> [AIM]:
Rewrite the data starting with the line that contains "point_to(query) identifies every instance of the yellow" and going on through the line that contains "x=364, y=633", with "low stone wall" replaced by "garden hedge" and everything else unchanged.

> [RECORD LIST]:
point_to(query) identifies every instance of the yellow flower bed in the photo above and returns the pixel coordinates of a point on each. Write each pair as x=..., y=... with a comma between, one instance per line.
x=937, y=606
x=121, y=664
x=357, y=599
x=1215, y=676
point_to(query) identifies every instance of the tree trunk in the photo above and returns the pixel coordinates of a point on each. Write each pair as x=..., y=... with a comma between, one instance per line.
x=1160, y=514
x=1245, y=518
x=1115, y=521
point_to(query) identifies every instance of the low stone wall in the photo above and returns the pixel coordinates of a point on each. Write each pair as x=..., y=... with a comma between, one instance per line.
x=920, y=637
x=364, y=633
--
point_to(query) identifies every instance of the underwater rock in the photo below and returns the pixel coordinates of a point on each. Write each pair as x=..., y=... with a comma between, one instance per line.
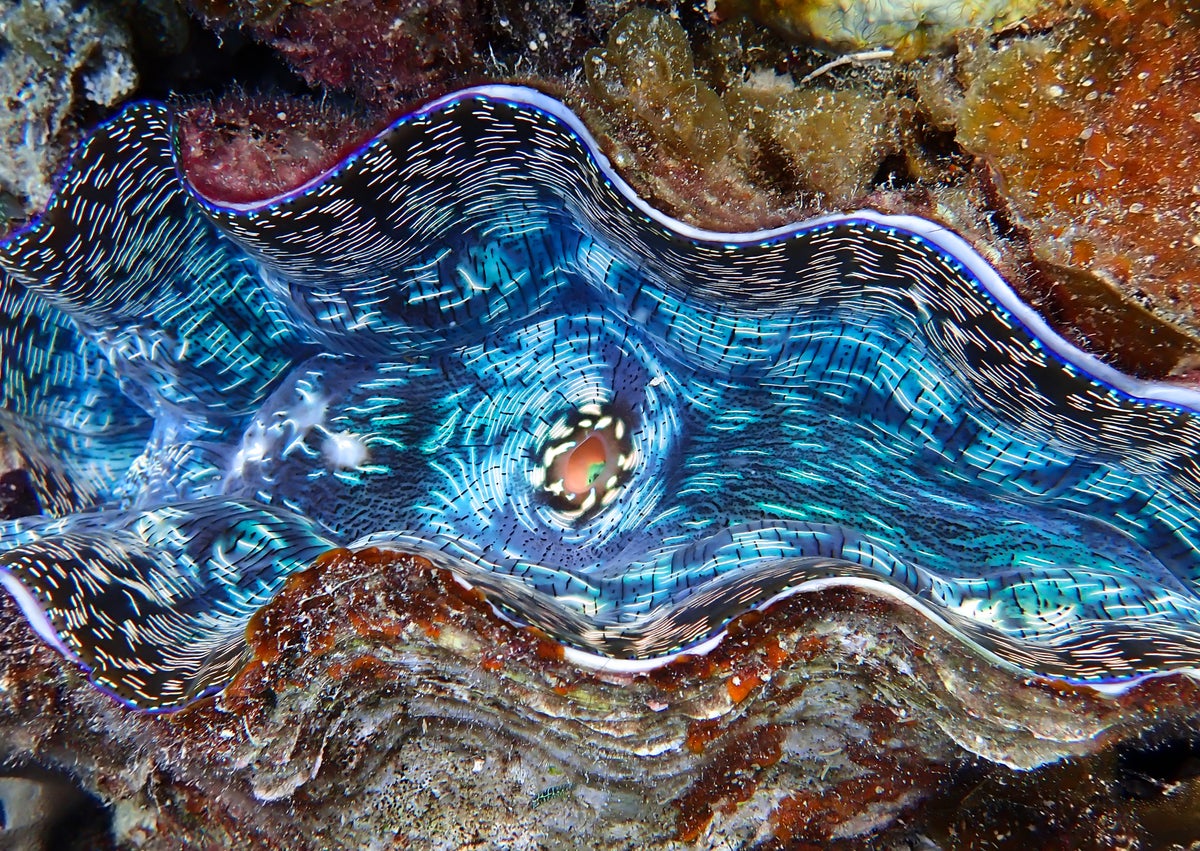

> [OUTPUT FOR THIS TASK]:
point_to(query) identifies every instance of the yellow flower bed in the photo above and returns the pixel coordinates of a point on each. Write each pair as x=..., y=... with a comma between, one instance per line.
x=937, y=606
x=121, y=664
x=357, y=599
x=1215, y=676
point_to(query) identifies every instance of the tree trunk in the photo above and returns the pixel coordinates of a point on each. Write each pair as x=..., y=... with a comma between, one instance per line.
x=1160, y=514
x=1245, y=518
x=1115, y=521
point_to(query) identifies every instance of the garden hedge in the photo above and returns the pixel coordinates of a point on each. Write each pair as x=..., y=... with a comma between, one instance per line.
x=920, y=637
x=364, y=633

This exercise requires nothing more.